* **Extract provided**:

※ ※ ※

This archive contains the theory files associated to our ITP submission 
"A Formalized General Theory of Syntax with Bindings." They can be processed 
with Isabelle2016-1, available from https://isabelle.in.tum.de/ 

The directory Trivia formalizes some auxiliary concepts.

The directory Binding_Syntax_Theory contains the bulk of our development. The 
names of its theory files are quite self-explanatory. In particular:

-- the theories with "QuasiTerms"-prefixed name deal with quasiterms and their 
operations, covered in the paper's sections 3.1--3.4

-- Transition_QuasiTerms_Terms and Terms introduce terms as quasiterms modulo 
alpha and formalize their properties, including the fresh induction schema (the 
paper's sections 3.5 and 4.1) 

-- Well_Sorted_Terms fixes a signature and transfers all proved facts from good 
terms to well-sorted terms (as described in the paper's section 5)

※ ※ ※

* **Given data**:
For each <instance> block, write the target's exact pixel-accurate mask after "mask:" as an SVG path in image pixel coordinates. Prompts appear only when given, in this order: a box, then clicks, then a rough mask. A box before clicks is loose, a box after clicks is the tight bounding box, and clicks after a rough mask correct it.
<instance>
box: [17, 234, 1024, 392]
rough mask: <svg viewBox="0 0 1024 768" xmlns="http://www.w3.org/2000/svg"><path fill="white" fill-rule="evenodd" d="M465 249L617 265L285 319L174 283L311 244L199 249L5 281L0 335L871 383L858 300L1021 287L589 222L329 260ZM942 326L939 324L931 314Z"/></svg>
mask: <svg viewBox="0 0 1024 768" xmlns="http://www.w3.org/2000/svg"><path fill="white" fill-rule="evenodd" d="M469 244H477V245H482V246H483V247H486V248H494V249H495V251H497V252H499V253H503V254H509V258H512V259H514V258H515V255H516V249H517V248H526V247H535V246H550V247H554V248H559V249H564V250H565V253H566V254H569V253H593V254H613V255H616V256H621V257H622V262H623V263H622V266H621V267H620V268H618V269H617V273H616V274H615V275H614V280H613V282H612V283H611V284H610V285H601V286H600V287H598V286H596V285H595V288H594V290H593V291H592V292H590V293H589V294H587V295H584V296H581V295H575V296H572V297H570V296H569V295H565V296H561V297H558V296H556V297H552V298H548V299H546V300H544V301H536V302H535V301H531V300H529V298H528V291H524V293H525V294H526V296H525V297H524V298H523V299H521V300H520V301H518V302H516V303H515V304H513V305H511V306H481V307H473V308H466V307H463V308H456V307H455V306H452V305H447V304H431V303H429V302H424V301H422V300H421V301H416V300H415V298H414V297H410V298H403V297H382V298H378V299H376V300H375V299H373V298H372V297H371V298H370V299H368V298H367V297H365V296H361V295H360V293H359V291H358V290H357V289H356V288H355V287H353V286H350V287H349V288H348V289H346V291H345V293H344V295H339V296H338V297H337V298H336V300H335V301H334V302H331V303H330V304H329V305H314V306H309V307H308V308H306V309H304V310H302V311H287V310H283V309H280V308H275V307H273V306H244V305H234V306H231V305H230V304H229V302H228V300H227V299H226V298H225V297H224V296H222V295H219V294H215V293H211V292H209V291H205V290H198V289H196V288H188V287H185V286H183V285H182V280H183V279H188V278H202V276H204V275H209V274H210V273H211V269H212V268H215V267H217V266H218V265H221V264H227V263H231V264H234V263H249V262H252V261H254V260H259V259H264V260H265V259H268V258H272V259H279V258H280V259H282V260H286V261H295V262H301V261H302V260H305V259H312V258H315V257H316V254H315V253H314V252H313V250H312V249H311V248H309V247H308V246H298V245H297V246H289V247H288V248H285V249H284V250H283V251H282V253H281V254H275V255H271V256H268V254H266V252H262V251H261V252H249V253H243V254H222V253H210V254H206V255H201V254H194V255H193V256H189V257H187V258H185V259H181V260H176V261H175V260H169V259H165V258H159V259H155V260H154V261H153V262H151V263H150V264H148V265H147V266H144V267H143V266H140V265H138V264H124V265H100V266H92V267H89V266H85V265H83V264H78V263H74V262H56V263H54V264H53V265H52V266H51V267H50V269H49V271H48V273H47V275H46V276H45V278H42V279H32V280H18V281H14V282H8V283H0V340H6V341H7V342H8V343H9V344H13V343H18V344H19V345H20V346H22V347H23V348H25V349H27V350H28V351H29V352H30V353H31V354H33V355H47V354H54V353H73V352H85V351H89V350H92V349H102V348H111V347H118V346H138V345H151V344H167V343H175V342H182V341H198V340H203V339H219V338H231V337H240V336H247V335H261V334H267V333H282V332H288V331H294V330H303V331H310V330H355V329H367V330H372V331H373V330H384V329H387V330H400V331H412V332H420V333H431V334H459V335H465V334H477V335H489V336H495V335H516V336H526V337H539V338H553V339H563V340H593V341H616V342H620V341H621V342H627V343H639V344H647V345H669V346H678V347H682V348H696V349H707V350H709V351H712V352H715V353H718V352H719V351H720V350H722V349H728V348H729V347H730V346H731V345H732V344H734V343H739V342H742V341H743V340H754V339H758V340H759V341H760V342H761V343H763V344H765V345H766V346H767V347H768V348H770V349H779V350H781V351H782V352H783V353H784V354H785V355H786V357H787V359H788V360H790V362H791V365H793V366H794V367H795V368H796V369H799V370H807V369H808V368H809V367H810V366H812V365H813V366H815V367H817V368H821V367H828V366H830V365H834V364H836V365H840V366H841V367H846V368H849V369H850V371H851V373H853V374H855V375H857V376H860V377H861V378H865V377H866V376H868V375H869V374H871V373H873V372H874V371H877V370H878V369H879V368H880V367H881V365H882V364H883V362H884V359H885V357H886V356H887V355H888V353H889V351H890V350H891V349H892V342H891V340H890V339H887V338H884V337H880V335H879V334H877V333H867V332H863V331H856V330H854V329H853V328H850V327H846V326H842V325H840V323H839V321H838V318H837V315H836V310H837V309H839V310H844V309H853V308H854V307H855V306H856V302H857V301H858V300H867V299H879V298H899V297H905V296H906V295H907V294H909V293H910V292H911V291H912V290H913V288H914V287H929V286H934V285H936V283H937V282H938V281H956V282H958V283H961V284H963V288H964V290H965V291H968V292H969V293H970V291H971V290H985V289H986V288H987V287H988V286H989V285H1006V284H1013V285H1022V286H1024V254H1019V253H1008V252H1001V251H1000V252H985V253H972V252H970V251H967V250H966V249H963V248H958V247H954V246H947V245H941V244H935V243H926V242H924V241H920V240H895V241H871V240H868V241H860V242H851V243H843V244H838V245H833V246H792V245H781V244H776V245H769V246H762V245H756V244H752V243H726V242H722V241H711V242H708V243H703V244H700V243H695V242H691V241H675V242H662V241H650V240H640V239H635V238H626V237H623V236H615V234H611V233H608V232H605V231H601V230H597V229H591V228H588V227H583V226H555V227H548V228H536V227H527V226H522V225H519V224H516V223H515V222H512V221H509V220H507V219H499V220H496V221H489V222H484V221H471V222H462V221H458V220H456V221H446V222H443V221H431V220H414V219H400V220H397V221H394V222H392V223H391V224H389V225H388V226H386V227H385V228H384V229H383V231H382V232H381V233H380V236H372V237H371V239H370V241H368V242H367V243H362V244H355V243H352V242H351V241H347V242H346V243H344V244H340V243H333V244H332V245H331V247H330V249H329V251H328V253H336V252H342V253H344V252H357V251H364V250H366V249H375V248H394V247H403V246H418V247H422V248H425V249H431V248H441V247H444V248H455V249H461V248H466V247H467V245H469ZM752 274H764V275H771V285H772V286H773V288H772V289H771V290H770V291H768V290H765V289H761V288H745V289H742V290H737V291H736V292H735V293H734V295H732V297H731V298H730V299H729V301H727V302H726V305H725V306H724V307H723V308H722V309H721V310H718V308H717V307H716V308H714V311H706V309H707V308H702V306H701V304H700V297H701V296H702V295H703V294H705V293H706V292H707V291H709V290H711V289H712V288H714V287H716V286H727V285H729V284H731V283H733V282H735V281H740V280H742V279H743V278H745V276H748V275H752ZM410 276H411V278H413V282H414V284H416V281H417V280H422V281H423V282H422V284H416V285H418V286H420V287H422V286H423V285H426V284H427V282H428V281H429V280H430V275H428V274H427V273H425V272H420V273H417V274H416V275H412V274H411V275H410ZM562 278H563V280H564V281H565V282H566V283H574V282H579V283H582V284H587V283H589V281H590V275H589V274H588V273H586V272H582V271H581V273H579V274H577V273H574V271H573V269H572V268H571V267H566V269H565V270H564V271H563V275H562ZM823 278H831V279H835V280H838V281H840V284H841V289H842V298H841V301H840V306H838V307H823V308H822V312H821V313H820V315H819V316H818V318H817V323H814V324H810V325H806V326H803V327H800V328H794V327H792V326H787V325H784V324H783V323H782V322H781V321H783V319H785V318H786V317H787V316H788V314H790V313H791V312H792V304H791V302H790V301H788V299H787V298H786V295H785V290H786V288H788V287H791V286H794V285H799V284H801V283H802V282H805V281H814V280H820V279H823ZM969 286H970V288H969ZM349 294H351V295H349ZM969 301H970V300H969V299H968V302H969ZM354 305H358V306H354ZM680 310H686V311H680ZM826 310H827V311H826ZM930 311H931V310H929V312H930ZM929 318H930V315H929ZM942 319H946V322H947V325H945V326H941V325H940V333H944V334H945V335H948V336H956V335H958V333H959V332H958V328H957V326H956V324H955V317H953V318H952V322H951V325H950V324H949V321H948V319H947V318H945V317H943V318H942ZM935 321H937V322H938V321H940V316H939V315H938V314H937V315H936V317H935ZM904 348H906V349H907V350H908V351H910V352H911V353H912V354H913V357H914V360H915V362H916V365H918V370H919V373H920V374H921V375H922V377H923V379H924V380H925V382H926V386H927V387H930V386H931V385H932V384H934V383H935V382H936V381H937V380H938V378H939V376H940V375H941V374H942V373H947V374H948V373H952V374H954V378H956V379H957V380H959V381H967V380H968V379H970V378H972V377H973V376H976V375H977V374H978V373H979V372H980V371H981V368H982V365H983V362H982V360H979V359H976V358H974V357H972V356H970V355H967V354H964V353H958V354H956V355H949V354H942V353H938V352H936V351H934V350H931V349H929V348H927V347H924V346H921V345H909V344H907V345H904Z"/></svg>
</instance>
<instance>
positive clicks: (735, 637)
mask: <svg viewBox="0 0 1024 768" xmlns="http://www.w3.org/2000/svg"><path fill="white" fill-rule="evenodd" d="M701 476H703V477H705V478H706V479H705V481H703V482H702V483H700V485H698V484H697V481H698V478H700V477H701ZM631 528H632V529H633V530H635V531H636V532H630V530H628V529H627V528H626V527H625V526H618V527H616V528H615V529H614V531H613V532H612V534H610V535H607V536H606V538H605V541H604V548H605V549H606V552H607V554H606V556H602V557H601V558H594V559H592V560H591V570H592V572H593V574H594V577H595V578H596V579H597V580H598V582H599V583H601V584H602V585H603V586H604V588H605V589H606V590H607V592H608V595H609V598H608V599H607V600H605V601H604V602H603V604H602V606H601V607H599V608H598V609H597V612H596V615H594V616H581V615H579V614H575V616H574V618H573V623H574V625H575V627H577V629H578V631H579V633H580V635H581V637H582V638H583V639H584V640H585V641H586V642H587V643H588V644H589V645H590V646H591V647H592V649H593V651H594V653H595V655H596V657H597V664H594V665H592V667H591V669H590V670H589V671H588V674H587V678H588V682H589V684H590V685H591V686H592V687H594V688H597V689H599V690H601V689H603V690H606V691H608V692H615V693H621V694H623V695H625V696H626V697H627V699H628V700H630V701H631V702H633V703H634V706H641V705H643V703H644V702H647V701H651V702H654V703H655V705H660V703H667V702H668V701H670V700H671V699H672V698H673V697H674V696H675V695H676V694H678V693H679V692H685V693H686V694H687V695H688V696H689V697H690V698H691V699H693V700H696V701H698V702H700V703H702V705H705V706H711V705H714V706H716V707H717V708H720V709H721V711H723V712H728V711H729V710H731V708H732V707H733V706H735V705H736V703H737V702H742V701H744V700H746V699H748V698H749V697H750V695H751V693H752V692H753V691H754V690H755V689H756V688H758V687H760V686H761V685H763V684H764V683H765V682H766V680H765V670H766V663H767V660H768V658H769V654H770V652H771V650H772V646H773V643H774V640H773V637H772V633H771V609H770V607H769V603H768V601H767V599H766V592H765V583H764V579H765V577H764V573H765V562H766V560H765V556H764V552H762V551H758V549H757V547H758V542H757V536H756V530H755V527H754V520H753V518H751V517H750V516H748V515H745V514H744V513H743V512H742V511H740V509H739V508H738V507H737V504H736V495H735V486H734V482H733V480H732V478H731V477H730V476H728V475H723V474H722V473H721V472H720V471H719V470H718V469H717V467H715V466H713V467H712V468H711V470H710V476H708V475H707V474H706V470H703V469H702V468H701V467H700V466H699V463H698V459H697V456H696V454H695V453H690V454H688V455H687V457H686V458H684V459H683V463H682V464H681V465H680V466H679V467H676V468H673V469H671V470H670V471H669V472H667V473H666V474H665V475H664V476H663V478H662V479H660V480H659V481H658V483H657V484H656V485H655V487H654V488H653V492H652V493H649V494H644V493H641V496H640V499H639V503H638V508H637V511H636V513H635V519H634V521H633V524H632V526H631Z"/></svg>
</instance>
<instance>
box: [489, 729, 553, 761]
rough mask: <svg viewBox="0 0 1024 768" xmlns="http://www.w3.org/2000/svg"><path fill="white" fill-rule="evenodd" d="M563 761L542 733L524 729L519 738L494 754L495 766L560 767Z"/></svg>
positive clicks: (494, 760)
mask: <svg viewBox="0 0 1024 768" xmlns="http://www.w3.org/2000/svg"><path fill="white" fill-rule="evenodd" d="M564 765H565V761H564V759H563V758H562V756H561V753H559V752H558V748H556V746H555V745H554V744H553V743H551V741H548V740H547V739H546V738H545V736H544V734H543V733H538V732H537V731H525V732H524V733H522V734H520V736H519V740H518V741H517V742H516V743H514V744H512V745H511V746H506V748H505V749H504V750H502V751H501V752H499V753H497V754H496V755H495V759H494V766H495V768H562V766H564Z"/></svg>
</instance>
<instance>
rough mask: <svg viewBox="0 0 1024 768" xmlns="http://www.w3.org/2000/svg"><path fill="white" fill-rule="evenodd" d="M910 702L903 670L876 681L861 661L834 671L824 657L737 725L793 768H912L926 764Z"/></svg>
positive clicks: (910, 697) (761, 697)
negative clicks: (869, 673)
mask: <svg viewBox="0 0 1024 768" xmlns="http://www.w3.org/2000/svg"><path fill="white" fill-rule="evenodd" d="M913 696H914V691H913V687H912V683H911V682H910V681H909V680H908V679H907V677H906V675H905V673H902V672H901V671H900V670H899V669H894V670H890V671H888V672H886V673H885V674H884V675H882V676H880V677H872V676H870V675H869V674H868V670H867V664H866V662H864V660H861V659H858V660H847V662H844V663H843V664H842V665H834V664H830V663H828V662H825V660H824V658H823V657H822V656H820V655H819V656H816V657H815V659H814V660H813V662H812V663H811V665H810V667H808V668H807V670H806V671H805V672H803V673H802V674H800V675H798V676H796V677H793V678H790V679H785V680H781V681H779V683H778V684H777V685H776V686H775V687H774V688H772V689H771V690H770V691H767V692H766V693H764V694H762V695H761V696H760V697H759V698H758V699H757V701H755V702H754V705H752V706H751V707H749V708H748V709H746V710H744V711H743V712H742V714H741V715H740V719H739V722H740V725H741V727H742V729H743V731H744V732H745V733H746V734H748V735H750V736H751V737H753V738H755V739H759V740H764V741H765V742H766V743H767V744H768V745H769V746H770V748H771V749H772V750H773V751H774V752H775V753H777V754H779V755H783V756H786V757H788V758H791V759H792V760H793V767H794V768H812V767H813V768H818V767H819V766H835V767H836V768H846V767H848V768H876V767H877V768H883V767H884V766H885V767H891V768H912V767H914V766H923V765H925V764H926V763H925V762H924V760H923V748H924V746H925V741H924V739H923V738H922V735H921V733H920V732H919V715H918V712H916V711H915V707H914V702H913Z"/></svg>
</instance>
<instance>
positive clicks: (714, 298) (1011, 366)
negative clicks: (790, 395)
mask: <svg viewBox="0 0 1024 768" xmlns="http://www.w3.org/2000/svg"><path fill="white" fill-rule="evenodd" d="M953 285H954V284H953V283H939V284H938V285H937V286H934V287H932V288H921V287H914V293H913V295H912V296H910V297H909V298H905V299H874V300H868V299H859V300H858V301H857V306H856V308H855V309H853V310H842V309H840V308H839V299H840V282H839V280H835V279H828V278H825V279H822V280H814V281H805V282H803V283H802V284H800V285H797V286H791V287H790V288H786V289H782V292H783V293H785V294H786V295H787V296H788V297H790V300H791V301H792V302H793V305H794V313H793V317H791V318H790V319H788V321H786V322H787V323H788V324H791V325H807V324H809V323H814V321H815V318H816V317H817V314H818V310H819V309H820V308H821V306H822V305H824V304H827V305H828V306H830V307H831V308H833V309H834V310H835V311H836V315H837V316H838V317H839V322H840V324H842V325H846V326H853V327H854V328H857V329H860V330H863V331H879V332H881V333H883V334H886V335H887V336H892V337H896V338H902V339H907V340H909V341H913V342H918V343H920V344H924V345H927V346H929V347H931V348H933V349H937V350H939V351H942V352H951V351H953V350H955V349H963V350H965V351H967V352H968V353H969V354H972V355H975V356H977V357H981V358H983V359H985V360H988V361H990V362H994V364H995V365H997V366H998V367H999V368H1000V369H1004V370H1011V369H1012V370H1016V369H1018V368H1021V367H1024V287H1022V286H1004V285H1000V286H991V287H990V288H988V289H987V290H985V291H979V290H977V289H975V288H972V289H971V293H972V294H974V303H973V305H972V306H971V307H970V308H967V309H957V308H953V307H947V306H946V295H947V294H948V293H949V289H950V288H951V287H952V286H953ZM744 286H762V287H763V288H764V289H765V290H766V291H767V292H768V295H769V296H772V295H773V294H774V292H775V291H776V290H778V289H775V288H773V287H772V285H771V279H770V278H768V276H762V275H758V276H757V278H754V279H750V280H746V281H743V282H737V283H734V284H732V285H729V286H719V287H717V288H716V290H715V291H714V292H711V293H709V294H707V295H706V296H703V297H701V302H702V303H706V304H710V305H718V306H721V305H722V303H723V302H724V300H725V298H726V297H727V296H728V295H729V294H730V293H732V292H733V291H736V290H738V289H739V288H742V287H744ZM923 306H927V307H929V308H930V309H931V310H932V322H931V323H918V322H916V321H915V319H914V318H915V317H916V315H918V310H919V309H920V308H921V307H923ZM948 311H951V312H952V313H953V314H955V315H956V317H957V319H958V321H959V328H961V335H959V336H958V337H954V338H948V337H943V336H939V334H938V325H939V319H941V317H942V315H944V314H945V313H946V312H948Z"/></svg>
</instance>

※ ※ ※

* **What you will do**:
- a) Retype the Isabelle theory README, starting with "-- Transition_QuasiTerms_Terms and" and going on through "paper's section 5)".
- b) Pick up the Isabelle theory README after its last line and write on.
You won't need the records at all.

* **Solved problems**:
- a)
-- Transition_QuasiTerms_Terms and Terms introduce terms as quasiterms modulo 
alpha and formalize their properties, including the fresh induction schema (the 
paper's sections 3.5 and 4.1) 

-- Well_Sorted_Terms fixes a signature and transfers all proved facts from good 
terms to well-sorted terms (as described in the paper's section 5)

- b)
-- Iteration, Semantic_Domains and Recursion deal with the iteration, semantic 
interpretation and recursion schemas described in the paper's section 4.2 and 
appendix B. The recursion theorems are not stated exactly as described in the 
paper. There are the following differences: 

-----(1) They employ iterator/recursor combinators to produce, from models, the 
functions of which existence is stated in the paper; e.g., the functions f and 
fAbs from the paper's theorem 12 are obtained as "iter MOD" and "iterAbs MOD", 
where "MOD" is the model. 

-----(2) Custom predicates are used to describe the various involved properties, 
be they required for the models or given back by the recursors. For example, 
"termFSbImorph (iter MOD) (iterAbs MOD) MOD" states that "iter MOD" and "iterAbs MOD" 
form together an "(iteration) morphism of freshness-substitution models", i.e., 
they commute with the constructors and with substitution and preserve freshness. 

-- Regular_Cardinals imports Isabelle's cardinal library, which offers support 
for regular cardinals

The theory Binding_Syntax puts everything together and applies some filtered 
searches to display the most important theorems. 

As a matter of notation, the formalization is fairly closed to the paper, although 
the paper sometimes simplifies notation for readability. For example, the 
formalization does not employ the "uparrow" notation for the lifting predicates.